**Фрагмент документа**
Дар веры, проявившийся с детства, Гоголь воплотил в писательстве. Уже в ранней повести диканьского цикла «Майская ночь» Лестница Иакова, — её же увидит Гоголь перед самой смертью. Со времени «Ревизора» творчество писателя устремлено к Богу. Гоголь стал первым русским литератором, попытавшемся согласовать творчество и духовный путь, а это далеко не просто, — на этом пути у него не было и не могло быть советчиков.

И всё же он пытался это сделать: сочинил «Развязку “Ревизора”», где трактует свою комедию в религиозном духе; «Авторскую исповедь», в которой по-христиански истолковывает свою жизнь и деятельность, пытается написать в духе нравственного назидания Второй том «Мёртвых душ» (пришлось сжечь, назидание — плохой помощник творчеству).

С начала сороковых годов, ко времени издания трудно пишущейся поэмы, он увлекается аскетизмом, и ему кажется, что его призвание — быть монахом. В феврале 1842 года он признаётся поэту Языкову: «Я чувствую, что разорвались последние узы, связывавшие меня со светом. <…> Я не рождён для треволнений и чувствую с каждым днём и часом, что нет выше удела на свете, как звание монаха». После этого Гоголь делает несколько попыток распроститься с литературой и принять постриг в одном из монастырей, но в послушники его не взяли. — Он становится монахом в миру: отказывается от имущества, денег, ведёт уединённый образ жизни. Читает святоотеческую литературу. Изучает богослужение, пробует сочинять молитвы, пишет ряд трудов, объясняющих таинства Божественной литургии.

После длительных странствий по Европе и паломничества в Иерусалим, он оседает в Москве, находит себе духовного отца (о. Матвей Константиновский), в целях укрепления веры посещает Оптину пустынь и Свято-Сергиеву Троицкую Лавру.

Умирает после подготовки к таинству смерти, регулярно постясь и причащаясь Святых Христовых Таин. «Я не совращался с своего пути. Я шёл тою же дорогою <…> — и я пришёл к Тому, Кто есть источник жизни».

Биография.

Н.В. Яновский (с 1821 г. Гоголь-Яновский) родился в с. Большие Сорочинцы Полтавской губернии 1 апреля 1809 г. Детство провёл в родовом поместье. Закончил Гимназию высших наук в Нежине (1821-1828 гг.).

**Задание A**
Выпишите из записей все строки, содержащие слово «pedestal». Регистр букв учитывается.

**Исходные данные**
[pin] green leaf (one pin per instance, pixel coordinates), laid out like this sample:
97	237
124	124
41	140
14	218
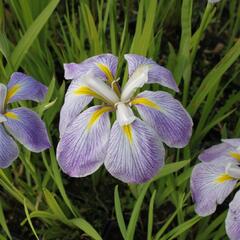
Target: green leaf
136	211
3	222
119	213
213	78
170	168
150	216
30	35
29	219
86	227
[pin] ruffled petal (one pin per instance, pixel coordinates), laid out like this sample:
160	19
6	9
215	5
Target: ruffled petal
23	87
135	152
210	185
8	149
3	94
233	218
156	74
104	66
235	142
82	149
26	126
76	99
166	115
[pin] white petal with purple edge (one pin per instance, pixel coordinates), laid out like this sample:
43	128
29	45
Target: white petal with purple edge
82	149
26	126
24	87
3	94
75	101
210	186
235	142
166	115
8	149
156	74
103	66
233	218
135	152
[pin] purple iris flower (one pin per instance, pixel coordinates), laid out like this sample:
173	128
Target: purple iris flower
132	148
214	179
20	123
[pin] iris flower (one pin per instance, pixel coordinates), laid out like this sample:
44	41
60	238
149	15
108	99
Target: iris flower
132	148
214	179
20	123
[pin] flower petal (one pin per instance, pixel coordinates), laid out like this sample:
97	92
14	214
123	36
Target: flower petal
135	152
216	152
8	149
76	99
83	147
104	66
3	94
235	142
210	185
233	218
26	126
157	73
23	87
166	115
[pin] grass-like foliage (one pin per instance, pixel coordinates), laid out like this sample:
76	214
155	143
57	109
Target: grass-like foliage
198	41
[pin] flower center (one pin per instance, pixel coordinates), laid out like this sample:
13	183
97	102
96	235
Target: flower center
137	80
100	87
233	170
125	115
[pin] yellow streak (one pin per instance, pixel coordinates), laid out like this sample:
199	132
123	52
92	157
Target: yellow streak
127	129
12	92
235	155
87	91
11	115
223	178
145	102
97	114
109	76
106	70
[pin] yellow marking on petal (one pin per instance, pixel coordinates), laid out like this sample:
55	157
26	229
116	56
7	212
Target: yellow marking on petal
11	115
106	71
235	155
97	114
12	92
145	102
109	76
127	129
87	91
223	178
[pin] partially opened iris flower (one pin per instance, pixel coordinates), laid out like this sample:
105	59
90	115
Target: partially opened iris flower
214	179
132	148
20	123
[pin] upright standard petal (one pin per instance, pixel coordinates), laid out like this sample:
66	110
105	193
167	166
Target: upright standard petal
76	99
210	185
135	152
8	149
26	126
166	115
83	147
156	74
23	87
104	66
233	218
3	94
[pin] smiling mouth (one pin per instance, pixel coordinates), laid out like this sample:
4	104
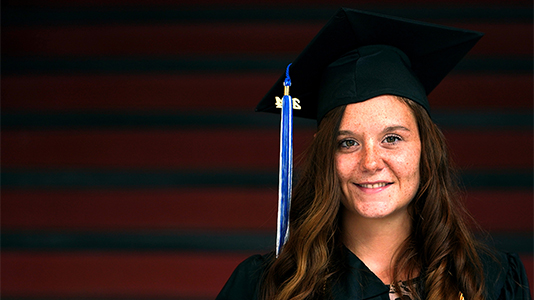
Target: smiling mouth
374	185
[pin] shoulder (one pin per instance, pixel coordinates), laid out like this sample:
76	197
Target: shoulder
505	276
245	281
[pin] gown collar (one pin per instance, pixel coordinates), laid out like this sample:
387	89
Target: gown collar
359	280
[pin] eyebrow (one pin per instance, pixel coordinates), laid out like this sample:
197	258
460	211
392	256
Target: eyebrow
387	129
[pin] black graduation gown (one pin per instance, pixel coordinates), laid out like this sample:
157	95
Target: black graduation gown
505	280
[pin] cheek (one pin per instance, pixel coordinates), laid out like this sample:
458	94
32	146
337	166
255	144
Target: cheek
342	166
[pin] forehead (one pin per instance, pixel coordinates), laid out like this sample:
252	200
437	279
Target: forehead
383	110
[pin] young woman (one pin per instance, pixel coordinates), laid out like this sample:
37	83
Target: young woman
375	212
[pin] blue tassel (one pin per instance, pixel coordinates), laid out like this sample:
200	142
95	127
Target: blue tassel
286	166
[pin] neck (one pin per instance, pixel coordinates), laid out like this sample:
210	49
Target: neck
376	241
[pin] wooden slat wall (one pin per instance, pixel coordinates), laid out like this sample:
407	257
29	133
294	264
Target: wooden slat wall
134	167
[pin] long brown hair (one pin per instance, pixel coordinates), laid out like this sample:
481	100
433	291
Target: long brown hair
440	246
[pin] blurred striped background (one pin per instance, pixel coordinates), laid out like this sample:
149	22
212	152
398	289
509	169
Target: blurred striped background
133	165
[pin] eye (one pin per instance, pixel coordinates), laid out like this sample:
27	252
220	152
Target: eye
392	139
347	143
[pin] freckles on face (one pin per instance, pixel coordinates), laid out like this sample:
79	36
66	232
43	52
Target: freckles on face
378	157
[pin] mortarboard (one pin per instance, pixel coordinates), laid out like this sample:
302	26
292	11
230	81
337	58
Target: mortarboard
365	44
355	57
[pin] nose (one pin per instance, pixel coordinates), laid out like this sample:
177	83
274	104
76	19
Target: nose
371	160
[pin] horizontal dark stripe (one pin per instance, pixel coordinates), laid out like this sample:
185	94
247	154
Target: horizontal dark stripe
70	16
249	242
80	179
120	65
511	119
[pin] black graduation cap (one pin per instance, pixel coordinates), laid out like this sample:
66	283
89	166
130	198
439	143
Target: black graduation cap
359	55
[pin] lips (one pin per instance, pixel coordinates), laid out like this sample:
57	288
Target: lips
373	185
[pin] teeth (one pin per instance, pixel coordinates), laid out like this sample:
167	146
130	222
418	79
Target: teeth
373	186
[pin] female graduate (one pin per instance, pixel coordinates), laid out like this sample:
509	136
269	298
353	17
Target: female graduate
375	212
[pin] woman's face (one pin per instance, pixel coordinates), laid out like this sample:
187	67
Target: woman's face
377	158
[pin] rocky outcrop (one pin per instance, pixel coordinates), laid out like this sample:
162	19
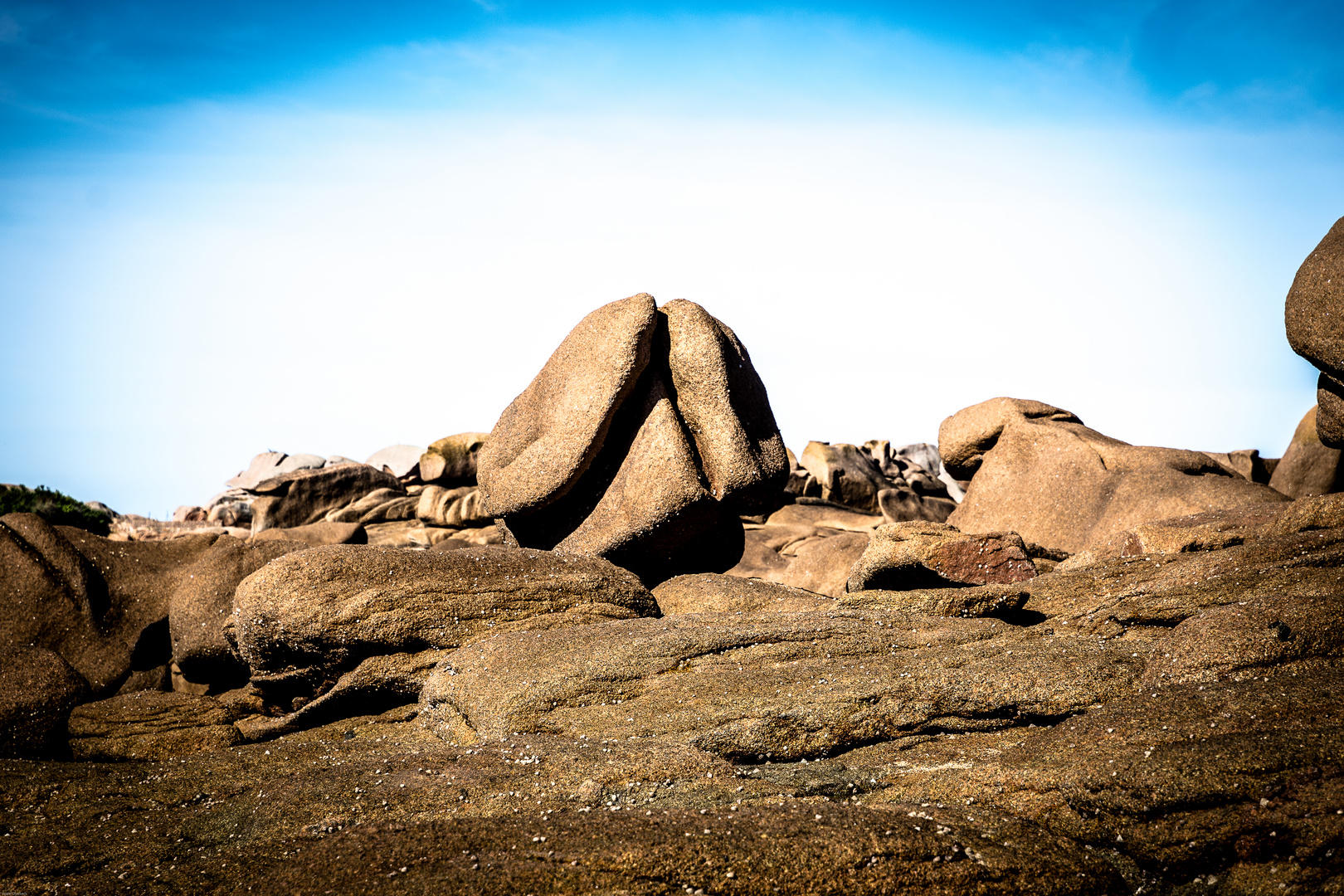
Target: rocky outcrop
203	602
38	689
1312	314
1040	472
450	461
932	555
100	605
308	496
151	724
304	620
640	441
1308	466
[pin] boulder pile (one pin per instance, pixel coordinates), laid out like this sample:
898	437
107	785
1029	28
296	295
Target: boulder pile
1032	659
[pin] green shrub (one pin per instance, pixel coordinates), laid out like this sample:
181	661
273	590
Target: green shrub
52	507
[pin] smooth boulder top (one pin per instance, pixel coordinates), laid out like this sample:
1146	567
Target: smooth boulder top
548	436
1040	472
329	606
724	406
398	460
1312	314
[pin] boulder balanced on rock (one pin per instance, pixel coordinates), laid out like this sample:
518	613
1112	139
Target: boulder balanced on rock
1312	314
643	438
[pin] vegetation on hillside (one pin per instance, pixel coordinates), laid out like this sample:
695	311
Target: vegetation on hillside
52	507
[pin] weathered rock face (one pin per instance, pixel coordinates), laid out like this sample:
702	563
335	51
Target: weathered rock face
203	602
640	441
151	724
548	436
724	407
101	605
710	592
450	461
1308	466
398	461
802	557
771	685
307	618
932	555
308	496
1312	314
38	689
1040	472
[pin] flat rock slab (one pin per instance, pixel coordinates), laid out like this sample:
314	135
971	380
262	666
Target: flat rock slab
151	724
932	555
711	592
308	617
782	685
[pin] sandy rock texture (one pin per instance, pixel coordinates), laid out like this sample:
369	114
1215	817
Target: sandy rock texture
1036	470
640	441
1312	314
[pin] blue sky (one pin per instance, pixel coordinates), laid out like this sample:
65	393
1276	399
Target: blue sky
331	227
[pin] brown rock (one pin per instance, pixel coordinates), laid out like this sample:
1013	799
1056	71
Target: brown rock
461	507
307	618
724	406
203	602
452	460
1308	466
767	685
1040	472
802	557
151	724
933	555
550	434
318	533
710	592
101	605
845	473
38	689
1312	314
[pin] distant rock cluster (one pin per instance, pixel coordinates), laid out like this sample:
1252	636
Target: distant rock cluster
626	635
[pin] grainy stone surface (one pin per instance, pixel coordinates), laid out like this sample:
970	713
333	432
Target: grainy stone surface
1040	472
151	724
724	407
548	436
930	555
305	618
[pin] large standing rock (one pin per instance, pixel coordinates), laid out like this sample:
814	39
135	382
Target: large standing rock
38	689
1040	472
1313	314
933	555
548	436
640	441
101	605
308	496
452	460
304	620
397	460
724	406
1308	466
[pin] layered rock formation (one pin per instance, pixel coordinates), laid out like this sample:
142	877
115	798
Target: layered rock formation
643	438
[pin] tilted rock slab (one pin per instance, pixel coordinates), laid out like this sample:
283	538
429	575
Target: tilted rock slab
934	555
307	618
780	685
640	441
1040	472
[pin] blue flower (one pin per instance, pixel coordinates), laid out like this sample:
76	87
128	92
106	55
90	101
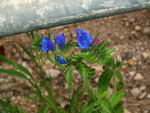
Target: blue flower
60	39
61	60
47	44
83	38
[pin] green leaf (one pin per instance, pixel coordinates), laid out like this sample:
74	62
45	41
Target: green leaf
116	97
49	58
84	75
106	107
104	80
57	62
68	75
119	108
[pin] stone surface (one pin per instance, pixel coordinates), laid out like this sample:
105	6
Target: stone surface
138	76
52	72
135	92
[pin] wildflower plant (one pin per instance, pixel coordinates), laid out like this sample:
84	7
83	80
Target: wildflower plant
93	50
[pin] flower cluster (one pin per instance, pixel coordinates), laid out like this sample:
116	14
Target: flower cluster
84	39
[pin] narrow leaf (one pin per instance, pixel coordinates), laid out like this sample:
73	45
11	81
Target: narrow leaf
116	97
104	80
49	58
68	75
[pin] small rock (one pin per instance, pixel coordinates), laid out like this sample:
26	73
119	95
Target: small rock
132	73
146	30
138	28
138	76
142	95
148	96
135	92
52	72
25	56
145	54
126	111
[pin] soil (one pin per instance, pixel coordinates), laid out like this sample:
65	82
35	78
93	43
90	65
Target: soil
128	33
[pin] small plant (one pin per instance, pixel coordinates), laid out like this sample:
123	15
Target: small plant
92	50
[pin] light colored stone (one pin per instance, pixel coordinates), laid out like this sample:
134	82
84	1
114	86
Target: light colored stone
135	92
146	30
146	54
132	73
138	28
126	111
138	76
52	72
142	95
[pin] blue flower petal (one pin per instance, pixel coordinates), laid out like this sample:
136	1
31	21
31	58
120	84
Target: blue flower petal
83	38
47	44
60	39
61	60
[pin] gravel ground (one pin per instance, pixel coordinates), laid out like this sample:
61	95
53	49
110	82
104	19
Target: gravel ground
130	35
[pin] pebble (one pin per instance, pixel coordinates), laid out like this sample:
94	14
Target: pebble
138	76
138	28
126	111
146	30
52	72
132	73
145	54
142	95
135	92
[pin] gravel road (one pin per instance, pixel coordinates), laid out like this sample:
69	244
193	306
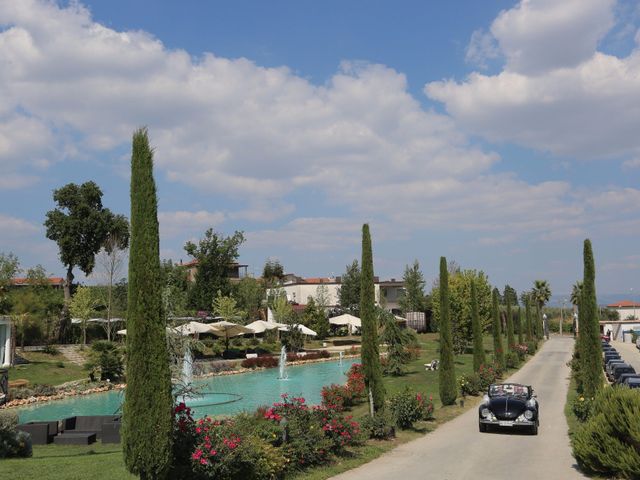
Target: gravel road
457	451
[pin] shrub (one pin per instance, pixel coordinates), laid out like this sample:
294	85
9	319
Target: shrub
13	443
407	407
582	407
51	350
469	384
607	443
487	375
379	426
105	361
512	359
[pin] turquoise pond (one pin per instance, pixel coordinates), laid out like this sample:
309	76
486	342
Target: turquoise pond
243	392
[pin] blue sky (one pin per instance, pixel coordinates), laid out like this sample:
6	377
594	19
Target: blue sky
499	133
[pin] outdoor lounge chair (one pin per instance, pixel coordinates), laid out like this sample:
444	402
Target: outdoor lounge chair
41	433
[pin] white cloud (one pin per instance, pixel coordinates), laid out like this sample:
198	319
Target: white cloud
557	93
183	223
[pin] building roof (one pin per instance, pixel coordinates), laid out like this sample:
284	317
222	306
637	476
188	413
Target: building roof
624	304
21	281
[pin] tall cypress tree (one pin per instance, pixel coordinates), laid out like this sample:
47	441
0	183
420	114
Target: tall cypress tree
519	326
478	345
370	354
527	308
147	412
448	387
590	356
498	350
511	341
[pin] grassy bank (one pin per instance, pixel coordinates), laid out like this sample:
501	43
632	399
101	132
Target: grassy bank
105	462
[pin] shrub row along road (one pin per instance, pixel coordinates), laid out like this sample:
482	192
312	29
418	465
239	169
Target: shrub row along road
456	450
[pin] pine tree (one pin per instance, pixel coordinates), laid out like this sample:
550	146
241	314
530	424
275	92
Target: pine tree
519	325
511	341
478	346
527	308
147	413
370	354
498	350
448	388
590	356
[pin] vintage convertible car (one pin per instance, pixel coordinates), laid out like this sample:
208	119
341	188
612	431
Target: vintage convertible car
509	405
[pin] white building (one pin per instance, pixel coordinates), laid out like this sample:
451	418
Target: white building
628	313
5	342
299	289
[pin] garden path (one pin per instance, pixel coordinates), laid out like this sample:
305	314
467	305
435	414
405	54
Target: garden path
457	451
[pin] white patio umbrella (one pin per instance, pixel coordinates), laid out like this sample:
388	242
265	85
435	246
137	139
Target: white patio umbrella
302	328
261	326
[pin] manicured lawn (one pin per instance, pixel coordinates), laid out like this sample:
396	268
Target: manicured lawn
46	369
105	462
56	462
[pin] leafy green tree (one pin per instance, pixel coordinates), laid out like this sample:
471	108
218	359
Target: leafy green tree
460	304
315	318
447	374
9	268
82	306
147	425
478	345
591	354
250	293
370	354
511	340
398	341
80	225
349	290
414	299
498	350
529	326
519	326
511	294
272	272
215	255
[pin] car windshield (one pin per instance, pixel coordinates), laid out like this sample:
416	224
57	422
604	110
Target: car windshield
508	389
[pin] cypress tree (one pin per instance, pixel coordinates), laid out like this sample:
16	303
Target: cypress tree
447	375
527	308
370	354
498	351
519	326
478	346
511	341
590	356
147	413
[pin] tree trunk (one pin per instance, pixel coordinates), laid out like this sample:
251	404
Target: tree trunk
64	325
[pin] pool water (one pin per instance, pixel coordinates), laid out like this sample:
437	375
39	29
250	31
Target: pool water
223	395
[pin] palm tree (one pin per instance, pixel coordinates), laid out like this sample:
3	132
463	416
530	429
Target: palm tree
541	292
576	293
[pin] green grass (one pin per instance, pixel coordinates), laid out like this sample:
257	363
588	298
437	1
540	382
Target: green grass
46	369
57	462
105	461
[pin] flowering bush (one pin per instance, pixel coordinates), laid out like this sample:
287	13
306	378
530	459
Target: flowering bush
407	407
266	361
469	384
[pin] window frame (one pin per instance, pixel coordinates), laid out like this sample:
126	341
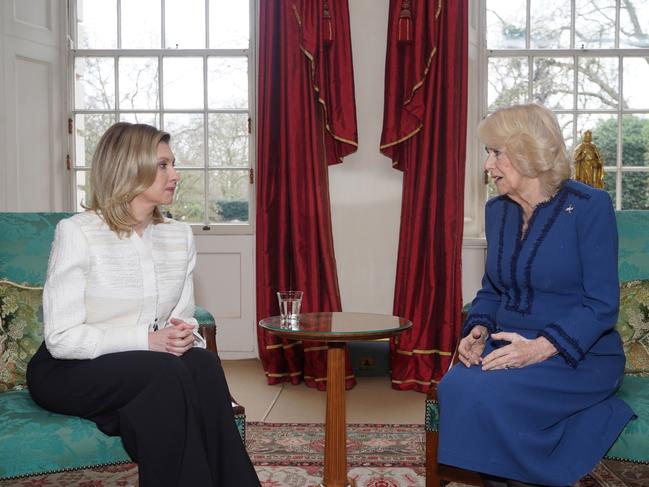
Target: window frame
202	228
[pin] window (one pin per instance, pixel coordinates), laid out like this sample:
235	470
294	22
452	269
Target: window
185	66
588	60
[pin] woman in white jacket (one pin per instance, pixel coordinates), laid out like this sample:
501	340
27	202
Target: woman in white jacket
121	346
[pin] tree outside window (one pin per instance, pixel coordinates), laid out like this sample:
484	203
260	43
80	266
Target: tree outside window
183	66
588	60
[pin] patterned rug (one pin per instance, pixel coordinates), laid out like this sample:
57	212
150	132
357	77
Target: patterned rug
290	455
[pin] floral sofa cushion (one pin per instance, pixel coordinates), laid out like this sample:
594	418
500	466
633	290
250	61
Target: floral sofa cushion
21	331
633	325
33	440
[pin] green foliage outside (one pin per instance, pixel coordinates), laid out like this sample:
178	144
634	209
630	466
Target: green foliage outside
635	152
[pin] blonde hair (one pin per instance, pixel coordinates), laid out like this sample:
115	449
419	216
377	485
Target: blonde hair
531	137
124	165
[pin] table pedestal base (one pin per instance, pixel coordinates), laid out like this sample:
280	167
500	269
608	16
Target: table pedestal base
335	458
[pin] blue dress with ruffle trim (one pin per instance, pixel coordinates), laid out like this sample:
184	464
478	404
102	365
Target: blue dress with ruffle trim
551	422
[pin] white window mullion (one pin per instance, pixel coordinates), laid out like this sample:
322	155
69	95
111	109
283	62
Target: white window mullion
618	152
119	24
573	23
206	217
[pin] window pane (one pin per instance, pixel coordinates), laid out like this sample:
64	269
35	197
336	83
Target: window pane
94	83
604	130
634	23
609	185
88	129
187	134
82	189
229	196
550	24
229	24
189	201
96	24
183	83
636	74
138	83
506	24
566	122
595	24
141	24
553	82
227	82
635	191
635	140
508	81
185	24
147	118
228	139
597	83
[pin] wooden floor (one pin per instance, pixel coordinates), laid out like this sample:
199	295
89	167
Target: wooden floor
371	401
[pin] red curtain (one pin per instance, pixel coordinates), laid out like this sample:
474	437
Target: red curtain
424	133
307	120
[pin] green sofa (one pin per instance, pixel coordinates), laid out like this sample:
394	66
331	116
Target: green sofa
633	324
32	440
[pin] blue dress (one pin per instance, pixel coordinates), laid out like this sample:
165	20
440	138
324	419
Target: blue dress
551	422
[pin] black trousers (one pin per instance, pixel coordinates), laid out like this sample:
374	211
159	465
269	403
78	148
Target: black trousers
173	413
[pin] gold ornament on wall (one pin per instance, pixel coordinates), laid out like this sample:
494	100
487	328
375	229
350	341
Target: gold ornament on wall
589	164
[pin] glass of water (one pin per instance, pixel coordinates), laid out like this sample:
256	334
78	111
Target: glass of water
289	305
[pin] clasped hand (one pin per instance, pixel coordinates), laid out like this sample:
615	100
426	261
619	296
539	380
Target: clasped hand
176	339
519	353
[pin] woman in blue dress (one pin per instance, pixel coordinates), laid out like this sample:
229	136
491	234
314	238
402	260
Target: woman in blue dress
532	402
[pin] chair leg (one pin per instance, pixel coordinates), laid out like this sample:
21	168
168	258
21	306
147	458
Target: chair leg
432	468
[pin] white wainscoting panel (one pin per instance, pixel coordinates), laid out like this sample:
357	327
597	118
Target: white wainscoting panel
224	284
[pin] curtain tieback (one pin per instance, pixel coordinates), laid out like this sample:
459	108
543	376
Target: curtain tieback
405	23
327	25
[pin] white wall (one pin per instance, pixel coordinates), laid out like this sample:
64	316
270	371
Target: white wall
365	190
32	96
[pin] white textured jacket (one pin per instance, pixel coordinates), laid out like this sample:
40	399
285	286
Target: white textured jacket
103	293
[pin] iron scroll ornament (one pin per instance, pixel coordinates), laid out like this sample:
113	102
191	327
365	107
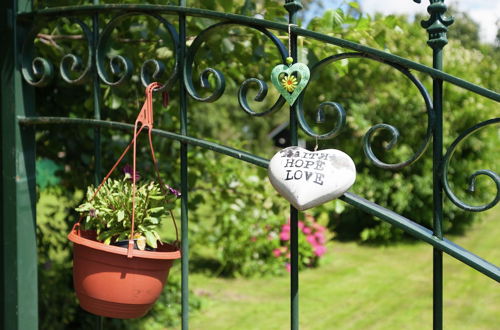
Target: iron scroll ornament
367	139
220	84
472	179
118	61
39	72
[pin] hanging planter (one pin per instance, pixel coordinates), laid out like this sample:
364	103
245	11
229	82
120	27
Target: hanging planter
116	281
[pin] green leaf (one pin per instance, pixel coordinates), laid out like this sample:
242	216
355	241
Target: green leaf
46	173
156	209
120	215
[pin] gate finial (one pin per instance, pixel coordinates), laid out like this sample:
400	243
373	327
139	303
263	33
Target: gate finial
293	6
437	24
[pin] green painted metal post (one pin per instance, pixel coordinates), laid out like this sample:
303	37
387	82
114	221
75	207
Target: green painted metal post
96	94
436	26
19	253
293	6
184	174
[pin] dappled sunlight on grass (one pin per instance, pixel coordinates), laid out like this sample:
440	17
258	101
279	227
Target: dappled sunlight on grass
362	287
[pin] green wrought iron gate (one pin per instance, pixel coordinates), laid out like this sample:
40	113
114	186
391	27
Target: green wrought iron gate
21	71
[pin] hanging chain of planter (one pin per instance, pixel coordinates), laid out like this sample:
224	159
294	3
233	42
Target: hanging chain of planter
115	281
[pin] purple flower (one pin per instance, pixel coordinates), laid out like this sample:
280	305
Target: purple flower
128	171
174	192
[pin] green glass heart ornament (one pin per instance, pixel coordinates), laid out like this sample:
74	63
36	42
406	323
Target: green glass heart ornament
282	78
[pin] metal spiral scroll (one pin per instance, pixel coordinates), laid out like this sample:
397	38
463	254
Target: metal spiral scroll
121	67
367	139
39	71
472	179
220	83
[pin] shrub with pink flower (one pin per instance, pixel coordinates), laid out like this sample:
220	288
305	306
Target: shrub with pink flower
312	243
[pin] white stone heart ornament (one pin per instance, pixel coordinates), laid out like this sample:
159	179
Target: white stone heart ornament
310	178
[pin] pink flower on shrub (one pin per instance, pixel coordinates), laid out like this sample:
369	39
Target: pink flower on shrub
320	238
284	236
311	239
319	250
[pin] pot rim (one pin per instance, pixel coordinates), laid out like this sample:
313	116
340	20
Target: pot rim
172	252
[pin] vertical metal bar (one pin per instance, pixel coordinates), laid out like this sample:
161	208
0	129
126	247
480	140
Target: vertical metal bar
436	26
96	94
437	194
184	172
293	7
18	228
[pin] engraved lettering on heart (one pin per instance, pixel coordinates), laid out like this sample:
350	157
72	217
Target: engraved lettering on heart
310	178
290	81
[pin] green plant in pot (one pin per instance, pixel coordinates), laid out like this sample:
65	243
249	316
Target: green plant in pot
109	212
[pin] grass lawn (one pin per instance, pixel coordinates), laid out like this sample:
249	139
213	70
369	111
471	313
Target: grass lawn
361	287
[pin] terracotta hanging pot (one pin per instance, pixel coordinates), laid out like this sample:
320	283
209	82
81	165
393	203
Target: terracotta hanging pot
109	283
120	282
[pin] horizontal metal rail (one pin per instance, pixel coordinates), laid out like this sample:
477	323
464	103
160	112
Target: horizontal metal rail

**Задание B**
Напишите продолжение текста о Гоголе, начиная сразу после его последнего предложения.

**Ответ A**
[pin] table pedestal base (one pin per instance, pixel coordinates), laid out like this sample:
Target: table pedestal base

**Ответ B**
В декабре 1828 года Гоголь переехал в Санкт-Петербург, пробовал поступить на сцену. В 1829-31 гг. прослужил полтора года помощником столоначальника департамента уделов Министерства уделов, с младшим чином по Табели о рангах — коллежского регистратора.

В 1831 и 1832 годах двумя частями вышли в Петербурге «Вечера на хуторе близ Диканьки, Повести, изданные пасичником Рудым Паньком».— Это принесло Гоголю известность и знакомства в литературных кругах.

Следующими сборниками стали «Арабески», затем «Миргород» (в двух частях). Оба сборника вышли в 1835 г. Слава Гоголя вошла в зенит.

В феврале 1831 года, по просьбе Жуковского и при ходатайстве Плетнёва, Гоголь взят на должность учителя в Патриотическом институте. Его знакомят с Пушкиным. В 1834 году е— назначение на должность адъюнкта по кафедре истории в Петербургском университете.

В 1832 году писатель, по дороге на родину, побывал в Москве, где познакомился с людьми, которые стали потом его близкими друзьями: с Михаилом Погодиным, Михаилом Максимовичем, Михаилом Щепкиным, Сергеем Аксаковым.

Вернувшись в Петербург, Гоголь в начале тридцатых годов работает над повестями «Коляска», «Портрет», «Невский проспект», «Записки сумасшедшего». К 1834 году относят первый замысел «Ревизора». Комедия появилась в печати в 1836 году; постановка смогла осуществиться только по воле императора Николая и была им одобрена.

В июне 1836 года Гоголь уехал за границу, где пробыл с перерывами около десяти лет. В Париже он получил известие о смерти Пушкина, страшно его поразившее. В 1837 г. в Риме, Гоголь усиленно трудился над «Мёртвыми душами», задуманными ещё в Петербурге в 1835 году; здесь же, закончил «Шинель», писал повесть «Анунциата», переделанную потом в «Рим».

Осенью 1839 года он, вместе с Погодиным, отправился в Россию, в Москву, где его встретили Аксаковы. В Петербурге и в Москве он читал ближайшим друзьям законченные главы «Мёртвых душ». Устроив свои дела, Гоголь опять в Риме. К лету 1841 года первый том был готов. В сентябре этого года Гоголь едет в Россию печатать свою книгу, которая вышла в свет в Москве.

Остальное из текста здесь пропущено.